**YOUR GOAL**
Every line of the material is to be repeated exactly as it stands.

Entries from a pointing dataset:
──────

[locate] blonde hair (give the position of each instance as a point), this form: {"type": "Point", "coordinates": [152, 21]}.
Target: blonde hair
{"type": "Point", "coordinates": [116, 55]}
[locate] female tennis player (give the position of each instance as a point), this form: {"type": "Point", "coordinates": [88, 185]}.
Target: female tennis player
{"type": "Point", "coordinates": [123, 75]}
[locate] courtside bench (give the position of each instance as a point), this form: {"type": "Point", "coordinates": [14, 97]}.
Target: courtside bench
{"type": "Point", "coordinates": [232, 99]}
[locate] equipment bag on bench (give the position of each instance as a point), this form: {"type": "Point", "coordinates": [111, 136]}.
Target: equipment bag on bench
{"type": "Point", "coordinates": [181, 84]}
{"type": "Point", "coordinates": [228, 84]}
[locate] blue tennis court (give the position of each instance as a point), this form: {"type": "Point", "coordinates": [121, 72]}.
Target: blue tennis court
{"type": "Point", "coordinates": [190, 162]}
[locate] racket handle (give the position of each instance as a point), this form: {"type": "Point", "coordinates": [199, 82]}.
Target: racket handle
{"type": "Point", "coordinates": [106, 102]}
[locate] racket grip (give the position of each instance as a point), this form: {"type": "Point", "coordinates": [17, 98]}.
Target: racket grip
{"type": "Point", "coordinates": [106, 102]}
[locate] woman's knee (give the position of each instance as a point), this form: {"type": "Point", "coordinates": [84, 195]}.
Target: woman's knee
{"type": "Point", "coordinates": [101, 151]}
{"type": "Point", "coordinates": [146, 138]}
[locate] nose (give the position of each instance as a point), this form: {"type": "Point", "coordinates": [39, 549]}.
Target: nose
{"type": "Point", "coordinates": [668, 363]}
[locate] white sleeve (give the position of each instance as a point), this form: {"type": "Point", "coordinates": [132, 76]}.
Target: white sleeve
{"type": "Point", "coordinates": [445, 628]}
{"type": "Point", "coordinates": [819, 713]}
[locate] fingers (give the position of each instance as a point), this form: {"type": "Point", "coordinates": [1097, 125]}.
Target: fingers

──────

**RESULT OF THIS EXERCISE**
[locate] blonde hair (give the position of each instance as a point), this form: {"type": "Point", "coordinates": [152, 21]}.
Target: blonde hair
{"type": "Point", "coordinates": [116, 55]}
[locate] female tennis player (give the position of each instance as a point), this form: {"type": "Point", "coordinates": [88, 185]}.
Target: female tennis player
{"type": "Point", "coordinates": [123, 75]}
[locate] courtside bench (give the position of each instance as a point), this form: {"type": "Point", "coordinates": [14, 97]}.
Target: courtside bench
{"type": "Point", "coordinates": [232, 99]}
[locate] equipment bag on bench (give the position of each instance as a point), this form: {"type": "Point", "coordinates": [111, 136]}.
Target: equipment bag on bench
{"type": "Point", "coordinates": [181, 84]}
{"type": "Point", "coordinates": [228, 84]}
[locate] blue tennis court (give the position of each instance as a point), this form: {"type": "Point", "coordinates": [121, 72]}.
Target: blue tennis court
{"type": "Point", "coordinates": [190, 162]}
[locate] racket handle (give the position of each instance as a point), this form: {"type": "Point", "coordinates": [199, 82]}.
Target: racket handle
{"type": "Point", "coordinates": [106, 102]}
[locate] racket grip (give the position of each instance as a point), this form: {"type": "Point", "coordinates": [17, 98]}.
Target: racket grip
{"type": "Point", "coordinates": [106, 102]}
[locate] woman's knee (give the position of each instance as a point), this form: {"type": "Point", "coordinates": [84, 195]}.
Target: woman's knee
{"type": "Point", "coordinates": [101, 151]}
{"type": "Point", "coordinates": [146, 138]}
[locate] nose (give the position of each instance as a point), this form: {"type": "Point", "coordinates": [39, 549]}.
Target: nose
{"type": "Point", "coordinates": [668, 363]}
[locate] white sleeve (give the position of each instance as a point), this form: {"type": "Point", "coordinates": [132, 76]}.
Target: white sleeve
{"type": "Point", "coordinates": [445, 628]}
{"type": "Point", "coordinates": [819, 713]}
[locate] fingers (give the position of each instance as a point), this form: {"type": "Point", "coordinates": [1097, 125]}.
Target: fingers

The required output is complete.